◆ EXERCISE DIRECTIONS
Return every line of the entries below that contains the word "cabinet".

Object pointing dataset entries
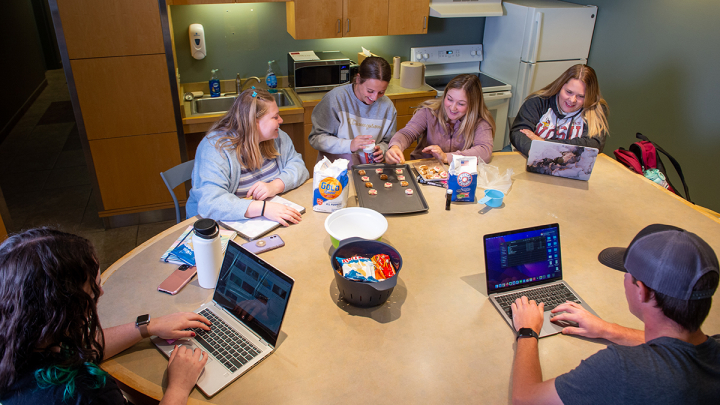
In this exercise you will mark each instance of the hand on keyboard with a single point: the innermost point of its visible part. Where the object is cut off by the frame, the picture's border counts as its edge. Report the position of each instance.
(527, 314)
(184, 369)
(177, 325)
(586, 324)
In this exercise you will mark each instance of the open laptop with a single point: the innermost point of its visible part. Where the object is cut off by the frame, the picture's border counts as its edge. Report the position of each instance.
(561, 160)
(246, 312)
(528, 262)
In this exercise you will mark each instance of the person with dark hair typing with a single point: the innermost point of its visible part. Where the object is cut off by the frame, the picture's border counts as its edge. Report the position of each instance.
(51, 340)
(671, 277)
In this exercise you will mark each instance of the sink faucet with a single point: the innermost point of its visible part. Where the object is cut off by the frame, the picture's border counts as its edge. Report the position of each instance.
(237, 82)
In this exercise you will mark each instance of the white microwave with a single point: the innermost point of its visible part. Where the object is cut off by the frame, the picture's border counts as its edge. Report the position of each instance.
(330, 70)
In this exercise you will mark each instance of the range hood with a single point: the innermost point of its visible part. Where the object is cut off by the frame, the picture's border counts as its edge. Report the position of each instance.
(465, 8)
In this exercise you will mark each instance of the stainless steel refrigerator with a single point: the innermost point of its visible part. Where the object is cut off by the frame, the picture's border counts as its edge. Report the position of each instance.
(534, 43)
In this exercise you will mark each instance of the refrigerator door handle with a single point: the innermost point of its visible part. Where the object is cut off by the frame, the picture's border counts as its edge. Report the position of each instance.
(532, 54)
(522, 90)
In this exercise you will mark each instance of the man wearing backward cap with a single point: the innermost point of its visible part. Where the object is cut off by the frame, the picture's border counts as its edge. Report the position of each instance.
(671, 275)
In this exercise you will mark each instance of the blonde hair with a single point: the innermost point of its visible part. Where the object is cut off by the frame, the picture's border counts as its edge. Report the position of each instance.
(476, 112)
(595, 108)
(238, 129)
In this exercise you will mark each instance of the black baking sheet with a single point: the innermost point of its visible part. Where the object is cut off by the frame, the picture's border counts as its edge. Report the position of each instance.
(391, 200)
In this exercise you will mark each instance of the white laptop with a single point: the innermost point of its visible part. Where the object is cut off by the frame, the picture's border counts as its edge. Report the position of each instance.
(246, 312)
(528, 262)
(561, 160)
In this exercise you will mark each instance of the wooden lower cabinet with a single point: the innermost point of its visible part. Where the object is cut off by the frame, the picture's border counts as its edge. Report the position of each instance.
(128, 171)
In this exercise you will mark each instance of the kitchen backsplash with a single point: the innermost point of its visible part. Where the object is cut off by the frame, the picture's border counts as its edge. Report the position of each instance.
(242, 38)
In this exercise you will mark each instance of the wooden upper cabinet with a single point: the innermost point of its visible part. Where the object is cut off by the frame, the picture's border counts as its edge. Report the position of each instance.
(184, 2)
(124, 96)
(310, 19)
(408, 17)
(365, 18)
(111, 28)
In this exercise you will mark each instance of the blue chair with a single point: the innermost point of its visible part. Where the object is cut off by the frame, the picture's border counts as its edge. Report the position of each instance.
(174, 177)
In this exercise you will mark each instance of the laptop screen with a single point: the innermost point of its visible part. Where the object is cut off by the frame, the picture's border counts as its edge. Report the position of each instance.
(253, 291)
(522, 258)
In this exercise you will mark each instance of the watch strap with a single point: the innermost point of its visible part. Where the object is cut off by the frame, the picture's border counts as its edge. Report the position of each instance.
(142, 324)
(526, 332)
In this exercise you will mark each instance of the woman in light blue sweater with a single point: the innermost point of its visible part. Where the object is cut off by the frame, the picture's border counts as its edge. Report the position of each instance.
(244, 160)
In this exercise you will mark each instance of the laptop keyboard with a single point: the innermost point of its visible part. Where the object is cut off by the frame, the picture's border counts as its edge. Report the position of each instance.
(228, 346)
(552, 296)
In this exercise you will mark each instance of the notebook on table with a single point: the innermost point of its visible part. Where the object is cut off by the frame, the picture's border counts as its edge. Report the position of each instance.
(254, 228)
(528, 262)
(561, 160)
(246, 312)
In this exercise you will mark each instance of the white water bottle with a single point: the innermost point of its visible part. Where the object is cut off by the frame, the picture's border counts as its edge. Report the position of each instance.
(208, 251)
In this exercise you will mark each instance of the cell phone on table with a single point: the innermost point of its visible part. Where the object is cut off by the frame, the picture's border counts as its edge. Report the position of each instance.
(177, 280)
(264, 244)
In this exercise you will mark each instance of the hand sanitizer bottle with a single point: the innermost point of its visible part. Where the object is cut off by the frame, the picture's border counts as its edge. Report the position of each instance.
(214, 84)
(270, 78)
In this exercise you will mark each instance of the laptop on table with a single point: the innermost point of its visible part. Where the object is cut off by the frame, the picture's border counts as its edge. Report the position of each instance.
(561, 160)
(246, 312)
(528, 262)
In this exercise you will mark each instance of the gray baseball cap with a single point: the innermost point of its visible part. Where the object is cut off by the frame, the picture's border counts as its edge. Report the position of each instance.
(668, 259)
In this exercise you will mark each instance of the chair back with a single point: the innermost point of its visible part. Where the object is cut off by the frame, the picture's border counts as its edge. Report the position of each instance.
(174, 177)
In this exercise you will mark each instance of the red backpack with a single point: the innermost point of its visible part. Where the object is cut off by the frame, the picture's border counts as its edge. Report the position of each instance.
(643, 158)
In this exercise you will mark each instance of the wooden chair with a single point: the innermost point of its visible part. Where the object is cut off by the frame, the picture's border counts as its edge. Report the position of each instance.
(174, 177)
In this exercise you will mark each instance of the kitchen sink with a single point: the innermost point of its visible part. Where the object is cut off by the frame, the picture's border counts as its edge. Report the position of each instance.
(214, 105)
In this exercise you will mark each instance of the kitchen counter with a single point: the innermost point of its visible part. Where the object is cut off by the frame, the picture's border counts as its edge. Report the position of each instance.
(203, 122)
(290, 115)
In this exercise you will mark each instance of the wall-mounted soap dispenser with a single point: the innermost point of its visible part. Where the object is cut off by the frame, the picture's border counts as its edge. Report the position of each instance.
(197, 41)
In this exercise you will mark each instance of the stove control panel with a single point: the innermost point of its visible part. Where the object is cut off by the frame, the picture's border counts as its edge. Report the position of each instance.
(433, 55)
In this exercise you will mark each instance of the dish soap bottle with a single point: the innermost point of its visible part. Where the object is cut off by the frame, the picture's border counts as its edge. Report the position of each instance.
(214, 84)
(270, 78)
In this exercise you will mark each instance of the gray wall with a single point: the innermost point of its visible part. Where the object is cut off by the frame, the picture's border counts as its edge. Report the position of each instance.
(241, 38)
(23, 66)
(657, 63)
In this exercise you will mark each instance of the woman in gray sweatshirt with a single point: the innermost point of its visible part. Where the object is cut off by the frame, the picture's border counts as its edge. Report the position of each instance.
(355, 115)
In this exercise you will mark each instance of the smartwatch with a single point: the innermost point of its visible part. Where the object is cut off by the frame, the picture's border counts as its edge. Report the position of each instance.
(526, 332)
(141, 323)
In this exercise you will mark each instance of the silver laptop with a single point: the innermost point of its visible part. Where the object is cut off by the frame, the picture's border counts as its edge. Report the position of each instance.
(561, 160)
(246, 312)
(528, 262)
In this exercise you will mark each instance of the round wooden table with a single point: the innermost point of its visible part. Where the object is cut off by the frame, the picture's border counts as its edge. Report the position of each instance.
(438, 339)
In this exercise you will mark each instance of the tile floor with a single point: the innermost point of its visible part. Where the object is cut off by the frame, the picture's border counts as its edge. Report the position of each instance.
(45, 180)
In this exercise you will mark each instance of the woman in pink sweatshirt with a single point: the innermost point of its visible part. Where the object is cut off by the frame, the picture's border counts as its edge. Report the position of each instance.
(459, 123)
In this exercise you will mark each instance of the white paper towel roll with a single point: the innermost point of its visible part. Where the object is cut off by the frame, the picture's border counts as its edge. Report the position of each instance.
(396, 67)
(412, 75)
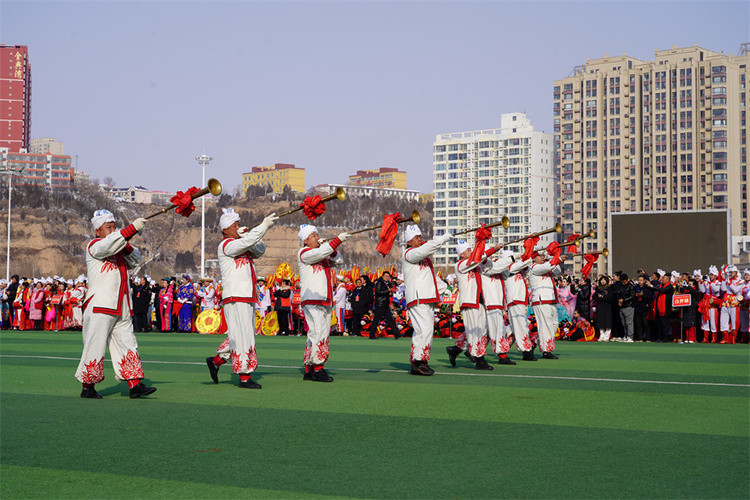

◆ ANSWER FOR THIS EXERCISE
In this exercise you will mark each instance of the wooden lower cabinet with a single point: the innermost point of its visible part. Where the object is cut off by the frame, the picture's border counts as its edge. Report the position of each instance.
In this exercise you will mark each instance of the wooden upper cabinet with a single point: the innermost point of its visible part. Where the object is cut off by the frame, the picture's border counts as its edge. Report the position of each instance.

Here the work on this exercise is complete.